>>>>
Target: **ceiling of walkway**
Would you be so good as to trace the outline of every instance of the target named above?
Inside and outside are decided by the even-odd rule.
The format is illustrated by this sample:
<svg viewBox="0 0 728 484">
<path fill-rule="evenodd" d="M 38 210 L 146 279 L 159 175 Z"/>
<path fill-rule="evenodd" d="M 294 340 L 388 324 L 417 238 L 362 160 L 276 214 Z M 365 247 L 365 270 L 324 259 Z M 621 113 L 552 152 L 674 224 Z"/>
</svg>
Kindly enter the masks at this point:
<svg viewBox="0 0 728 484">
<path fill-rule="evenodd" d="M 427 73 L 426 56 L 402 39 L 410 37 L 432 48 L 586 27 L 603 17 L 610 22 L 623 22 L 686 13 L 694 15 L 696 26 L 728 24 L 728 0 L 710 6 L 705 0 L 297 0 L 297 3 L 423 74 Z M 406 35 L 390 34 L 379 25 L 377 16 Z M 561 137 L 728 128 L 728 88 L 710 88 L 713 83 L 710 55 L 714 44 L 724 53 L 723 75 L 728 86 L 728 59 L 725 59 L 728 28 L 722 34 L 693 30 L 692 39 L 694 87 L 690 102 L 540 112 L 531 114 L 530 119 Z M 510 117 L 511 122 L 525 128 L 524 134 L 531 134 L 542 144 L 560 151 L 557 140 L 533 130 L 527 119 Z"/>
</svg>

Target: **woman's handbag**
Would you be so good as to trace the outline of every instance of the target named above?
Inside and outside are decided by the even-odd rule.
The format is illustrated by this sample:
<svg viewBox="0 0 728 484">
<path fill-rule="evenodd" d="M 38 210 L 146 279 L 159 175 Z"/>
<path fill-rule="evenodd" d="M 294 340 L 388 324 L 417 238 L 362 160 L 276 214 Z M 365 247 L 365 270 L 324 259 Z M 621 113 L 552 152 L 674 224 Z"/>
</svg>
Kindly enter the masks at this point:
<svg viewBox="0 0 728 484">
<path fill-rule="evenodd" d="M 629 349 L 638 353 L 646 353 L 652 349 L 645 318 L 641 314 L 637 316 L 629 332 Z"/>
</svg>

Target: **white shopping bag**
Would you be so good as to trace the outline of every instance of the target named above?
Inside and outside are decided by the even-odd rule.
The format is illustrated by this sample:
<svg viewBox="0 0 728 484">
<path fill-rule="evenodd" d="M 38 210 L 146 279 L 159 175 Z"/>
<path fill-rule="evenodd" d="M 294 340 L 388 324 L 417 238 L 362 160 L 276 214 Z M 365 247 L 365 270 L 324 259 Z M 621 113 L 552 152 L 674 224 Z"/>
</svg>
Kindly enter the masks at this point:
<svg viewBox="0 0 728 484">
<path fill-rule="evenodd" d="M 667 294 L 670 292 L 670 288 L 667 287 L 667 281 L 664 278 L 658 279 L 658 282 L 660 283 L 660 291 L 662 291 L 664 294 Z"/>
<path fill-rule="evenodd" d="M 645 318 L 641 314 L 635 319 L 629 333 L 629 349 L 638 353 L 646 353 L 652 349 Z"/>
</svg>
<<<<
** Task to carry out **
Set down each entry again, unchanged.

** Answer area **
Target: **ceiling of walkway**
Would you be so good as to trace the outline of every instance of the target named above?
Inside and outside are decided by the even-odd rule.
The format is illustrated by this sample:
<svg viewBox="0 0 728 484">
<path fill-rule="evenodd" d="M 38 210 L 146 279 L 159 175 Z"/>
<path fill-rule="evenodd" d="M 294 340 L 388 324 L 417 238 L 362 160 L 276 214 Z M 365 247 L 365 270 L 324 259 Z M 621 113 L 552 152 L 674 224 Z"/>
</svg>
Kindly enter the masks at this point:
<svg viewBox="0 0 728 484">
<path fill-rule="evenodd" d="M 427 73 L 426 56 L 402 39 L 410 37 L 432 48 L 586 27 L 603 17 L 610 22 L 623 22 L 686 13 L 694 15 L 696 26 L 728 24 L 728 0 L 710 6 L 705 0 L 297 0 L 297 3 L 423 74 Z M 406 35 L 390 34 L 379 25 L 377 16 Z M 561 137 L 728 128 L 728 88 L 710 88 L 713 83 L 710 55 L 714 44 L 724 53 L 723 75 L 728 86 L 728 59 L 725 59 L 728 28 L 722 34 L 693 30 L 692 39 L 694 87 L 690 102 L 540 112 L 531 114 L 530 119 Z M 510 117 L 511 122 L 525 128 L 524 134 L 531 134 L 542 144 L 560 151 L 557 140 L 533 130 L 527 119 Z"/>
</svg>

Target: **woman's handbag**
Would you be so good as to trace the outline of every instance of the target named above?
Inside and outside are decided by the even-odd rule.
The format is illustrated by this sample:
<svg viewBox="0 0 728 484">
<path fill-rule="evenodd" d="M 38 210 L 146 279 L 159 175 Z"/>
<path fill-rule="evenodd" d="M 294 340 L 388 324 L 417 238 L 362 160 L 276 214 Z M 365 247 L 365 270 L 324 259 Z M 621 113 L 552 152 L 674 224 Z"/>
</svg>
Kindly enter the masks at this point:
<svg viewBox="0 0 728 484">
<path fill-rule="evenodd" d="M 629 349 L 638 353 L 646 353 L 652 349 L 645 318 L 641 314 L 637 316 L 629 332 Z"/>
</svg>

Target: **white shopping bag**
Would you be so good as to trace the outline of every instance of the target named above?
Inside and outside are decided by the even-odd rule.
The format is illustrated by this sample:
<svg viewBox="0 0 728 484">
<path fill-rule="evenodd" d="M 38 210 L 146 279 L 159 175 Z"/>
<path fill-rule="evenodd" d="M 294 340 L 388 324 L 417 238 L 362 160 L 276 214 Z M 365 247 L 365 270 L 324 259 Z M 621 113 L 552 152 L 674 224 Z"/>
</svg>
Kindly enter the masks at this point:
<svg viewBox="0 0 728 484">
<path fill-rule="evenodd" d="M 667 294 L 670 292 L 670 288 L 667 287 L 667 281 L 664 278 L 658 279 L 658 282 L 660 283 L 660 291 L 662 291 L 664 294 Z"/>
<path fill-rule="evenodd" d="M 645 318 L 641 314 L 635 319 L 629 333 L 629 349 L 638 353 L 646 353 L 652 349 Z"/>
</svg>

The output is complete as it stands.